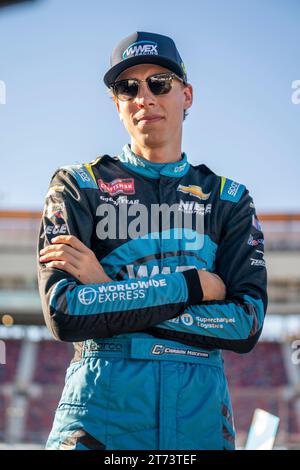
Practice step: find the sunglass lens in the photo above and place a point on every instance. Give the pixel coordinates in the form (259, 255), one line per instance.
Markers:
(126, 89)
(159, 85)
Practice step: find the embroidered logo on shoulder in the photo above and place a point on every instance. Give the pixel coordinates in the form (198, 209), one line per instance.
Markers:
(56, 188)
(117, 186)
(194, 191)
(83, 175)
(231, 190)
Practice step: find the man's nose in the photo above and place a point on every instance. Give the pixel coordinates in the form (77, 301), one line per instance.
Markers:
(144, 94)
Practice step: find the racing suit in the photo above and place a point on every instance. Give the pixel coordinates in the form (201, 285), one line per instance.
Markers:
(148, 370)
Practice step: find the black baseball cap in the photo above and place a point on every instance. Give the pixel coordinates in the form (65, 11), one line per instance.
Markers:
(144, 48)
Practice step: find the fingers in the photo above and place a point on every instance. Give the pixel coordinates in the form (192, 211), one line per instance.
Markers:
(61, 248)
(61, 255)
(72, 241)
(65, 266)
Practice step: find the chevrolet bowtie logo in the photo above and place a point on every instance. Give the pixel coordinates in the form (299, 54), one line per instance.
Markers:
(194, 191)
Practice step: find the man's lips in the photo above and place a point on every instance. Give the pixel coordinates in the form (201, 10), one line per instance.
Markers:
(150, 119)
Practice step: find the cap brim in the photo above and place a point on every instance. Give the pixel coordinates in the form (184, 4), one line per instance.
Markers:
(115, 71)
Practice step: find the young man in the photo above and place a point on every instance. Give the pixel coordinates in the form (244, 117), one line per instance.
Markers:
(136, 251)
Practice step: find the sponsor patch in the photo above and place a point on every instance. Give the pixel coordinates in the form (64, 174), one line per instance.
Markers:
(159, 349)
(193, 207)
(141, 48)
(257, 262)
(117, 186)
(55, 230)
(58, 188)
(255, 241)
(54, 210)
(194, 191)
(255, 223)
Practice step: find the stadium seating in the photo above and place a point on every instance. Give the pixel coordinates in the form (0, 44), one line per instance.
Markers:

EXERCISE BRIEF:
Could you give every line of the records above as a JSON list of strings, one string per line, leaving out blank lines and the pictures?

RESULT BELOW:
[
  "Practice step: find the sunglass lens in the photo above and place a point on every instance. Give the pixel coordinates in the form (259, 255), one line per instance.",
  "Markers:",
  "(126, 89)",
  "(159, 85)",
  "Practice step: find the embroidered logo on shoulder in the photo above and place a point on every instance. Give the pixel coordinates in the form (198, 209), one line per instance.",
  "Markers:",
  "(56, 188)",
  "(117, 186)",
  "(194, 191)",
  "(83, 175)",
  "(231, 190)",
  "Practice step: find the man's nose in the photo above and place a point on every instance. Give the pixel coordinates in the form (77, 301), one line per instance.",
  "Markers:",
  "(144, 94)",
  "Practice step: find the racing suit in the photo above and place a point on every instance. Give the pixel coordinates in the form (201, 285), one line per instance.",
  "Markers:",
  "(148, 370)",
  "Practice step: find the black baseball cap in the photo above and place a point on every instance. Give the pixel coordinates in the form (65, 11), one line per instance.",
  "Markers:",
  "(144, 48)",
  "Practice step: find the fingers in the photo above and place a point on every instance. Give the pixel coordinates in the form (192, 211), one line per instance.",
  "Markers:",
  "(61, 248)",
  "(61, 255)",
  "(72, 241)",
  "(65, 266)",
  "Practice step: find the chevrolet bowtie logo in the photo above and place a point on every instance. Give the pixel coordinates in the form (299, 54), one line per instance.",
  "Markers:",
  "(194, 191)",
  "Practice step: find the man's lips in the photo above and place a point on every instance. Give the pixel coordinates in the form (201, 10), one line per instance.",
  "Markers:",
  "(150, 119)",
  "Practice step: find the cap brim in the photo above and place a point on every instance. Give the pixel coordinates in the form (184, 4), one line per instance.",
  "Markers:",
  "(115, 71)",
  "Practice step: find the young man in the photo above and place a point on every instance. Give the pixel coordinates in the form (244, 117), one line per instance.",
  "Markers:",
  "(136, 251)",
  "Practice step: find the sponsor patch in the photo above and place a point on every instance. Give the pixel coordinates in the form (64, 174), one line per instance.",
  "Markers:",
  "(159, 349)",
  "(193, 207)",
  "(141, 48)",
  "(257, 262)",
  "(117, 186)",
  "(55, 230)",
  "(58, 188)",
  "(255, 241)",
  "(54, 210)",
  "(194, 191)",
  "(255, 223)",
  "Practice step: find the stadium seating in the photo above and place a point on every instance. Give the pixel coordinates in the form (0, 44), one line per instance.",
  "Markers:"
]